▶ [Description of the task] Reproduce every line of the data below, leaving out the pictures. Scale each coordinate in the results by 1.35 and round to whole numbers, with halves rounded up, while keeping the coordinates on the "locate" lines and their "like" samples unchanged.

┌─ Record extracts

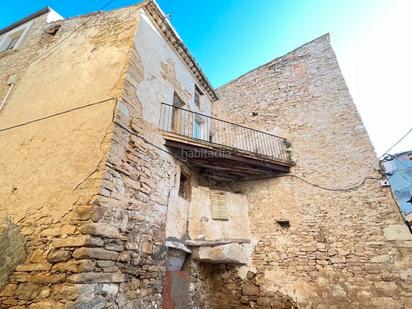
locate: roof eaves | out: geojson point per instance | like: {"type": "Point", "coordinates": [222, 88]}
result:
{"type": "Point", "coordinates": [171, 35]}
{"type": "Point", "coordinates": [25, 20]}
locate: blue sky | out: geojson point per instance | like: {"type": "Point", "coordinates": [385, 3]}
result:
{"type": "Point", "coordinates": [371, 38]}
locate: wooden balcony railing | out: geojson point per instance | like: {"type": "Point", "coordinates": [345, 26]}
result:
{"type": "Point", "coordinates": [209, 129]}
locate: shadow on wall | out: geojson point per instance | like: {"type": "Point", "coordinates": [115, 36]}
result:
{"type": "Point", "coordinates": [12, 249]}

└─

▶ [Result]
locate: roof eaves | out: geojson point per instance | like: {"type": "Point", "coordinates": [222, 88]}
result:
{"type": "Point", "coordinates": [231, 47]}
{"type": "Point", "coordinates": [34, 27]}
locate: blue sky | out: geojson point per instance | like: {"type": "Point", "coordinates": [385, 3]}
result:
{"type": "Point", "coordinates": [501, 51]}
locate: wooden balcony railing | out: geojson point per instance | like: {"type": "Point", "coordinates": [345, 26]}
result:
{"type": "Point", "coordinates": [282, 174]}
locate: shadow on wall | out: geojson point per instance | like: {"type": "Point", "coordinates": [115, 36]}
result:
{"type": "Point", "coordinates": [16, 336]}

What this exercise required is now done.